PROVIDED DATA:
= = =

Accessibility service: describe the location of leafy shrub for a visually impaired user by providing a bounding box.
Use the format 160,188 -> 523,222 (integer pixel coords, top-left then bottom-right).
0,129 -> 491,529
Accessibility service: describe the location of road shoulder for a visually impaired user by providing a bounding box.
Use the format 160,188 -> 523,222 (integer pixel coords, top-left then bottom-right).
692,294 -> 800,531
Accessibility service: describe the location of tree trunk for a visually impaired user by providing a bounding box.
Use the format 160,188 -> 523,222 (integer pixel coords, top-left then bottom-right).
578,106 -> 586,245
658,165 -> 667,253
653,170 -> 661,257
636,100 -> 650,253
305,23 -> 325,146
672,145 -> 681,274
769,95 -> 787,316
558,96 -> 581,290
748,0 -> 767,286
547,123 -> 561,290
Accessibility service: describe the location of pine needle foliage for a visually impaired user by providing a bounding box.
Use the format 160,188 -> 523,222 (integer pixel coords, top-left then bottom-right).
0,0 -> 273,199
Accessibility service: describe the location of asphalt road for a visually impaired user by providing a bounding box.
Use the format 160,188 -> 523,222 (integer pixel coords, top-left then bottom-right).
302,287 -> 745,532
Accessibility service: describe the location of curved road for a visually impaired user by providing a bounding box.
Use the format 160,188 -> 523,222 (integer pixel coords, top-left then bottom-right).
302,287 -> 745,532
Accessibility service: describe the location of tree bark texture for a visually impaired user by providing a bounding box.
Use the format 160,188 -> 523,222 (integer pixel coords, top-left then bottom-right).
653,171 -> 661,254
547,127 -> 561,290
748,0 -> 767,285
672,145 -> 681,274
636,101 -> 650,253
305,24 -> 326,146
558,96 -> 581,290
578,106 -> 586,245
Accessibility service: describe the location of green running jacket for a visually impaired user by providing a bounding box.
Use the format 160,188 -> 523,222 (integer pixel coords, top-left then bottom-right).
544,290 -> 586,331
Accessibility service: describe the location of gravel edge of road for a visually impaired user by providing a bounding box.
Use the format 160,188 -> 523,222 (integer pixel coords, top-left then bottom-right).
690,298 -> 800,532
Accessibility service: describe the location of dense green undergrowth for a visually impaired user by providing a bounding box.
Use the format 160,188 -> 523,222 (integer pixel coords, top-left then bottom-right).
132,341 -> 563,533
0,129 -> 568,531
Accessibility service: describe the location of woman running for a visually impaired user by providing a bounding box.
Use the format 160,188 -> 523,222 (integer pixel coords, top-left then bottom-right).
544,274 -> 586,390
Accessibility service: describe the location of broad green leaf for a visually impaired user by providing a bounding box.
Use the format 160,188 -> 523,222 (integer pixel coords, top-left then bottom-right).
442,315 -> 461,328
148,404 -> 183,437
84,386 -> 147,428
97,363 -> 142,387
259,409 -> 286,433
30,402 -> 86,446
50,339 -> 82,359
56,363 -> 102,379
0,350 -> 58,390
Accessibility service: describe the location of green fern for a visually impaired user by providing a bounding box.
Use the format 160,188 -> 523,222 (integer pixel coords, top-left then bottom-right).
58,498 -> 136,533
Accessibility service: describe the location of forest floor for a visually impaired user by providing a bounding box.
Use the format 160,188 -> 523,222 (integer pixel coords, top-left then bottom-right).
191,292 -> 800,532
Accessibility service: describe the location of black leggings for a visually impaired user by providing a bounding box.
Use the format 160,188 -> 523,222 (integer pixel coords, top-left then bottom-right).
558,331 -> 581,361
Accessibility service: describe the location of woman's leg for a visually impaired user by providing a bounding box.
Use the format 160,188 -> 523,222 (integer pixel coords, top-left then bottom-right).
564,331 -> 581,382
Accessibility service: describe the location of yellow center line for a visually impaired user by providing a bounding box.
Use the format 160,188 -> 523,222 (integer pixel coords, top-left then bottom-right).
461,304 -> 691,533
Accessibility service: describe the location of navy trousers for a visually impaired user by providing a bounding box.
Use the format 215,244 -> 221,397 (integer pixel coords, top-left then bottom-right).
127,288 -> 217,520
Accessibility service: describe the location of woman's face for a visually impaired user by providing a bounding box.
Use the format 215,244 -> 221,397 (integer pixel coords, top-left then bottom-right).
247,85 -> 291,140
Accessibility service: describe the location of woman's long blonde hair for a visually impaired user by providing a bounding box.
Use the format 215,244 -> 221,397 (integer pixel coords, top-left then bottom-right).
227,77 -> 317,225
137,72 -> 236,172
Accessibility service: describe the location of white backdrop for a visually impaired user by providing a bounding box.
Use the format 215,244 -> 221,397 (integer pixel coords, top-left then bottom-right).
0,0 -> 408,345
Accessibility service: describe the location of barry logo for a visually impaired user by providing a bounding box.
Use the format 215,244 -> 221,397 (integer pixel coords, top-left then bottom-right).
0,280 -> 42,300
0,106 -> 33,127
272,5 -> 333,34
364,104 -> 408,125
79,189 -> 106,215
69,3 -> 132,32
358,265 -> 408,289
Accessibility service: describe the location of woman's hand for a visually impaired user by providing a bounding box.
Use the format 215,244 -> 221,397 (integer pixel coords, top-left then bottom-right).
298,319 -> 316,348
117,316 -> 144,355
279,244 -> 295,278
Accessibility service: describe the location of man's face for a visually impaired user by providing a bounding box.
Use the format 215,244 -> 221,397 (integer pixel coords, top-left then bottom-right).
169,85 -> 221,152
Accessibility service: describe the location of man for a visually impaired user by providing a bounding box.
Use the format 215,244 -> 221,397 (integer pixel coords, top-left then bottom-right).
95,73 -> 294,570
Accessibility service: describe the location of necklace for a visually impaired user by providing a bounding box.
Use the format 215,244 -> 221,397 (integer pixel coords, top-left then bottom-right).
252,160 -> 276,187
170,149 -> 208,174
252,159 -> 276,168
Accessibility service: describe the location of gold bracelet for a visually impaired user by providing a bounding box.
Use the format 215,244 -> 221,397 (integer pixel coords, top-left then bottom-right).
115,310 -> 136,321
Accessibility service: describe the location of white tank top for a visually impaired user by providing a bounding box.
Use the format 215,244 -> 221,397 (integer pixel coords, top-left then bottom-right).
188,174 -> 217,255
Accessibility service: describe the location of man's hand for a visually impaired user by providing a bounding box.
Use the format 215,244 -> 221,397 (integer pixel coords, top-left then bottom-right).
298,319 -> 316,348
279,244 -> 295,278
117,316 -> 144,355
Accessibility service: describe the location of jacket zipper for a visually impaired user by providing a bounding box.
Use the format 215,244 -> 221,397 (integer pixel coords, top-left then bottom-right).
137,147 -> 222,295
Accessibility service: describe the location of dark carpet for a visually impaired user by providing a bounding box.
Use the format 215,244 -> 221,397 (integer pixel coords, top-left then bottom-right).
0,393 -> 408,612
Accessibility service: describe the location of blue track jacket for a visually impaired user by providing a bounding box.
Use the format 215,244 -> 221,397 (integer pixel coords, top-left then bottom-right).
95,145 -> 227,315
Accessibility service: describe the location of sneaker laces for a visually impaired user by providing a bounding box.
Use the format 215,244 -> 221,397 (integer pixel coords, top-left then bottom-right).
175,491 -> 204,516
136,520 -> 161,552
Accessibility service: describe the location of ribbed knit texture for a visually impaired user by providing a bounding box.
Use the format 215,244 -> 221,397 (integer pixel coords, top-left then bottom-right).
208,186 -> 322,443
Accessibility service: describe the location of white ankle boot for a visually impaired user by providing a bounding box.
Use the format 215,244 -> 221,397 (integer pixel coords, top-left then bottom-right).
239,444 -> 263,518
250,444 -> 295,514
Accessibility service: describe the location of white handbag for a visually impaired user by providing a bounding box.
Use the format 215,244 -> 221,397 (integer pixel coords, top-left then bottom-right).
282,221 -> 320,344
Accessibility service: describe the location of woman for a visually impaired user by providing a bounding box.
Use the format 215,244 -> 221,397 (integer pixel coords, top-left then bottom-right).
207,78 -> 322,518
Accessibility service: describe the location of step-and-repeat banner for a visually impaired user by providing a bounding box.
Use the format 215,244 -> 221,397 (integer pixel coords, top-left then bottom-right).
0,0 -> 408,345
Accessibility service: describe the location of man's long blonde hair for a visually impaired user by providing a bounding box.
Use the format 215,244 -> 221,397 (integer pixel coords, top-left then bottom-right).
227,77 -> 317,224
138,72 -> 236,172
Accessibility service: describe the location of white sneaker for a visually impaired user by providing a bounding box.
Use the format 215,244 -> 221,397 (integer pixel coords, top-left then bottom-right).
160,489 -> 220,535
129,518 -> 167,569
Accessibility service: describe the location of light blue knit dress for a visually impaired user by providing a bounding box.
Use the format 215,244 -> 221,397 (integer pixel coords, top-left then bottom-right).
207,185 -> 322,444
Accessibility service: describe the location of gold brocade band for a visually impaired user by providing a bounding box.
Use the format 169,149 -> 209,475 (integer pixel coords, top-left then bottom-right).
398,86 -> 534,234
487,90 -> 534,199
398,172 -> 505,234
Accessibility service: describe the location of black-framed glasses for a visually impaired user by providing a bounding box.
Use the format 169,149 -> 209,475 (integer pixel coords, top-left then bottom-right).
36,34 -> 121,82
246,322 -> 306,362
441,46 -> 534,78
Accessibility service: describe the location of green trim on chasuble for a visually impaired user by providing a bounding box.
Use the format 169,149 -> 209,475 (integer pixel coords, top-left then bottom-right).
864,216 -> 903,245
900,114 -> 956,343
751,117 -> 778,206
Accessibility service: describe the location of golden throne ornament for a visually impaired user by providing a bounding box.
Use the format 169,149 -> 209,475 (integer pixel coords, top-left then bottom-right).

= = =

Please list every line of the items above that contains the word "white", matching case exactly.

RESPONSE TO THE TASK:
Accessibility service: describe the location of white backdrop for a visually impaired user by providing a bounding box.
Accessibility service: describe the location of white tank top for a visually impaired user by providing a bounding box.
Accessibility service: describe the location of white ankle boot for a visually impaired user by providing a bounding box.
Accessibility service: describe the location of white handbag for a visually impaired user by providing a bounding box.
Accessibility service: describe the location of white sneaker for a visually impaired user by providing a bounding box.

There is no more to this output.